*What is being asked*: Output the full material exactly as it appears here.

— Begin Input —

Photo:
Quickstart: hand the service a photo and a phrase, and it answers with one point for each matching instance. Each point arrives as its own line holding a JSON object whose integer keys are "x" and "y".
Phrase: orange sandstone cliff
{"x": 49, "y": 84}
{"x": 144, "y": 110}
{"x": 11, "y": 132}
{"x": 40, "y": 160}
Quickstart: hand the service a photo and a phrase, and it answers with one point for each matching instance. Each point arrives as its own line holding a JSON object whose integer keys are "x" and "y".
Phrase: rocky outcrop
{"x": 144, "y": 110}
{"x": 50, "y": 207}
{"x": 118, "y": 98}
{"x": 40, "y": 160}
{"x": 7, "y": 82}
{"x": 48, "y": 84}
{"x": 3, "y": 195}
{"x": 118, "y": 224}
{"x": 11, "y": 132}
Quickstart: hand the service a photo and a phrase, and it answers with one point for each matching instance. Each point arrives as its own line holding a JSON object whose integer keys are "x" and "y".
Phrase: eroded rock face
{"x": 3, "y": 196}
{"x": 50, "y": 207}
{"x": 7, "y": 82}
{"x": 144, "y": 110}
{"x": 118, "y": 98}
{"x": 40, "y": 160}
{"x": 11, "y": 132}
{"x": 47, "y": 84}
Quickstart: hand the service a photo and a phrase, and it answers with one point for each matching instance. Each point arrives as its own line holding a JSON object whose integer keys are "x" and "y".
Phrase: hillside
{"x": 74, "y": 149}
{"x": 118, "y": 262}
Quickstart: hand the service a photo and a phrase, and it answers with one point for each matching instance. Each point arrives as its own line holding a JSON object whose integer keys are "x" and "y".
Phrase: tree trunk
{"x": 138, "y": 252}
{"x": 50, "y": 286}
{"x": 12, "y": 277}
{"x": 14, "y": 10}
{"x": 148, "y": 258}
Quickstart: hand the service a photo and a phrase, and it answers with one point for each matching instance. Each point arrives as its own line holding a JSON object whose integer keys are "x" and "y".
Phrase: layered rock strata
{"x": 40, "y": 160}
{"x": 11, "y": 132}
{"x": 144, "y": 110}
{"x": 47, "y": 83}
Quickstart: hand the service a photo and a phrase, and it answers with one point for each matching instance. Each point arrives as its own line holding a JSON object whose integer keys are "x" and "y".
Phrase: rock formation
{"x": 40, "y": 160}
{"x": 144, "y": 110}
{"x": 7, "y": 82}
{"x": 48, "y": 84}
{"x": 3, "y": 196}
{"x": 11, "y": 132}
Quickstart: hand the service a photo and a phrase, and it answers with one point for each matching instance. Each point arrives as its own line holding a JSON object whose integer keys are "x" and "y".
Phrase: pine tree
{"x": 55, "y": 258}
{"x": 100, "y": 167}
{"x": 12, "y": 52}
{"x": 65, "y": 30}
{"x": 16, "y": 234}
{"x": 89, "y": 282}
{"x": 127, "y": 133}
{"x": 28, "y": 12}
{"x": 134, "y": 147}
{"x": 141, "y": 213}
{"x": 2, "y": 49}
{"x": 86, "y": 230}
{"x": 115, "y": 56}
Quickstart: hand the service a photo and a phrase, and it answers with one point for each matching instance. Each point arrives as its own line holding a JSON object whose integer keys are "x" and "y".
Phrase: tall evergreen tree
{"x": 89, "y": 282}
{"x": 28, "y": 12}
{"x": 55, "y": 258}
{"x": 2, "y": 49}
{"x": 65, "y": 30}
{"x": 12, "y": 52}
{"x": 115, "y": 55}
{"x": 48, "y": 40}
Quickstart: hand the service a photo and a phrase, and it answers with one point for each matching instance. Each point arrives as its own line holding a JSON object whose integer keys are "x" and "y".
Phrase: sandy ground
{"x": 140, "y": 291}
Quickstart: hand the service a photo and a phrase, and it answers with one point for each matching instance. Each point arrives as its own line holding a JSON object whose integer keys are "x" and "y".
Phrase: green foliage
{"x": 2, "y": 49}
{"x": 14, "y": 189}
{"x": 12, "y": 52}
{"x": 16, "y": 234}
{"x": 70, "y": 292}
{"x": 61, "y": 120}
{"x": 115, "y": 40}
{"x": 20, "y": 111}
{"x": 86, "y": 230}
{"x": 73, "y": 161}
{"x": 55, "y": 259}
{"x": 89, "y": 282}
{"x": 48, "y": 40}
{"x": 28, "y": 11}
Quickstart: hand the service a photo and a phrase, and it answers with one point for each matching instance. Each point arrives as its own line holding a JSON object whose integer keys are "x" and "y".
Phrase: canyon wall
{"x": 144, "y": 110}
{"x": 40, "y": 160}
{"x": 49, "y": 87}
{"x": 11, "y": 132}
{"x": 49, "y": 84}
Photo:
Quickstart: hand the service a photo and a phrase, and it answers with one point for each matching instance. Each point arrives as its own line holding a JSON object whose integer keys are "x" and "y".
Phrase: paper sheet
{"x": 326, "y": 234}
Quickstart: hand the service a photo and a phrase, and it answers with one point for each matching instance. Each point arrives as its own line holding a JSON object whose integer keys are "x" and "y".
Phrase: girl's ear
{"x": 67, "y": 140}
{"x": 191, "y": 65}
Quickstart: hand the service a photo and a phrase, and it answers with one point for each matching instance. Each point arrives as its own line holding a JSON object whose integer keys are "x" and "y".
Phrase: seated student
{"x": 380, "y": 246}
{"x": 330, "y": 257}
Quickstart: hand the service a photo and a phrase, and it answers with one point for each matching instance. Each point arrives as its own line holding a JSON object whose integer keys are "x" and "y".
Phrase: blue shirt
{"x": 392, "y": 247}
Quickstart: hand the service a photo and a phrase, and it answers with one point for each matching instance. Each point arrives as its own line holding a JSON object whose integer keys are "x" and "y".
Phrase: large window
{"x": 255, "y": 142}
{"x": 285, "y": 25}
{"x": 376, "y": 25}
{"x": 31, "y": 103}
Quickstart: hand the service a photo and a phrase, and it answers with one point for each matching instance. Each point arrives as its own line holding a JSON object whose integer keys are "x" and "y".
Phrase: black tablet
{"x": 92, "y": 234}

— End Input —

*Task response*:
Photo:
Quickstart: hand the service a photo and a phrase, and it answers with one point for each matching instance. Each point arrives as its own line holding a JSON object whose integer keys are "x" and "y".
Phrase: orange sandstone cliff
{"x": 49, "y": 84}
{"x": 144, "y": 110}
{"x": 11, "y": 132}
{"x": 40, "y": 160}
Quickstart: hand the service a photo and a phrase, and it answers with one point for each matching instance. Each point arrives as its own line holding a JSON object whose integer keys are "x" and "y".
Phrase: rocky outcrop
{"x": 144, "y": 110}
{"x": 50, "y": 207}
{"x": 118, "y": 98}
{"x": 40, "y": 160}
{"x": 7, "y": 82}
{"x": 48, "y": 84}
{"x": 3, "y": 195}
{"x": 118, "y": 224}
{"x": 11, "y": 132}
Quickstart: hand the service a photo and a phrase, and it answers with one point for each matching instance. Each point arrives as its own line holding a JSON object whose integer keys are "x" and "y".
Phrase: eroded rock face
{"x": 3, "y": 196}
{"x": 50, "y": 207}
{"x": 7, "y": 82}
{"x": 144, "y": 110}
{"x": 118, "y": 98}
{"x": 40, "y": 160}
{"x": 11, "y": 132}
{"x": 47, "y": 84}
Quickstart: hand the service a photo and a phrase, and it answers with one point for each matching instance. Each point arrives as its own line holding a JSON object whose integer keys are "x" and "y".
Phrase: hillside
{"x": 74, "y": 149}
{"x": 118, "y": 262}
Quickstart: hand the service a photo and a phrase, and it answers with one point for each matching instance. Each point arrives as its own line holding a JSON object whose integer keys are "x" and "y".
Phrase: tree trunk
{"x": 138, "y": 252}
{"x": 50, "y": 286}
{"x": 12, "y": 277}
{"x": 14, "y": 10}
{"x": 148, "y": 258}
Quickstart: hand the service a photo and a phrase, and it answers with one point for each matching instance. Each point arrives as its own line holding a JSON object whose integer keys are "x" and "y".
Phrase: layered rock strata
{"x": 40, "y": 160}
{"x": 11, "y": 132}
{"x": 144, "y": 110}
{"x": 47, "y": 83}
Quickstart: hand the service a photo and a phrase, and it answers with one point for each matching instance. Each point arrives as its own line holding a JSON object whose integer keys are "x" and "y".
Phrase: rock formation
{"x": 40, "y": 160}
{"x": 144, "y": 110}
{"x": 7, "y": 82}
{"x": 48, "y": 84}
{"x": 3, "y": 196}
{"x": 11, "y": 132}
Quickstart: hand the service a photo and a phrase, and it answers with one point for each matching instance. Each point arrives as its own line holding a JSON object whose integer keys are "x" and "y".
Phrase: pine tree
{"x": 55, "y": 258}
{"x": 100, "y": 167}
{"x": 12, "y": 52}
{"x": 65, "y": 30}
{"x": 16, "y": 234}
{"x": 89, "y": 282}
{"x": 127, "y": 133}
{"x": 28, "y": 12}
{"x": 134, "y": 147}
{"x": 141, "y": 213}
{"x": 2, "y": 49}
{"x": 86, "y": 230}
{"x": 115, "y": 56}
Quickstart: hand the service a photo and a phrase, and it answers with one point for each matching instance. Each point arrives as its own line holding a JSON object whose integer keys are "x" and "y".
Phrase: tall evergreen tree
{"x": 89, "y": 282}
{"x": 28, "y": 12}
{"x": 55, "y": 258}
{"x": 2, "y": 49}
{"x": 65, "y": 30}
{"x": 12, "y": 52}
{"x": 115, "y": 55}
{"x": 48, "y": 40}
Quickstart: hand the service a photo and a phrase, and it answers with one point for each matching instance. Each point arrives as its own line holding a JSON object whose integer keys are "x" and "y".
Phrase: sandy ground
{"x": 140, "y": 291}
Quickstart: hand the service a photo and a phrase, and it answers with one point for each matching instance. Each point arrives as its own line holding a JSON object whose integer keys are "x" and "y".
Phrase: green foliage
{"x": 2, "y": 49}
{"x": 14, "y": 189}
{"x": 12, "y": 52}
{"x": 16, "y": 234}
{"x": 70, "y": 292}
{"x": 61, "y": 120}
{"x": 115, "y": 40}
{"x": 20, "y": 111}
{"x": 86, "y": 230}
{"x": 73, "y": 161}
{"x": 55, "y": 259}
{"x": 89, "y": 282}
{"x": 48, "y": 40}
{"x": 28, "y": 11}
Quickstart: hand the service a photo and a phrase, and it answers with one point for each matching instance. Each point arrives as its own line holding a JSON object whose integer keys are "x" and "y".
Phrase: canyon wall
{"x": 144, "y": 110}
{"x": 40, "y": 160}
{"x": 49, "y": 87}
{"x": 11, "y": 132}
{"x": 49, "y": 84}
Photo:
Quickstart: hand the service a photo and a phrase, and it answers with one point for each matching instance. Each point arrives as its own line holding a JSON object whose integer keys are "x" and "y".
Phrase: paper sheet
{"x": 326, "y": 234}
Quickstart: hand the service a photo and a phrase, and it answers with one point for each matching instance. Each point arrives as its own line holding a JSON object whose integer keys are "x" and "y".
Phrase: girl's ear
{"x": 67, "y": 140}
{"x": 191, "y": 65}
Quickstart: hand the service a photo and a phrase, and it answers with one point for each matching instance. Each point arrives as its own line holding a JSON object whose integer keys are "x" and "y".
Phrase: seated student
{"x": 380, "y": 246}
{"x": 330, "y": 257}
Quickstart: hand the service a photo and a phrase, and it answers with one point for each matching instance. Each point arrives as its own line holding a JSON object whose integer keys are "x" and "y".
Phrase: blue shirt
{"x": 392, "y": 247}
Quickstart: hand the service a photo and a phrase, and it answers with one point for each matching instance. Each point arrives as its own line holding a JSON object whose integer keys are "x" and "y".
Phrase: large window
{"x": 255, "y": 142}
{"x": 285, "y": 25}
{"x": 376, "y": 25}
{"x": 31, "y": 103}
Quickstart: hand the service a photo and a phrase, and it answers with one point for each matching instance. Each point arrives as its own line holding a JSON object whose integer keys are "x" and "y".
Phrase: black tablet
{"x": 92, "y": 234}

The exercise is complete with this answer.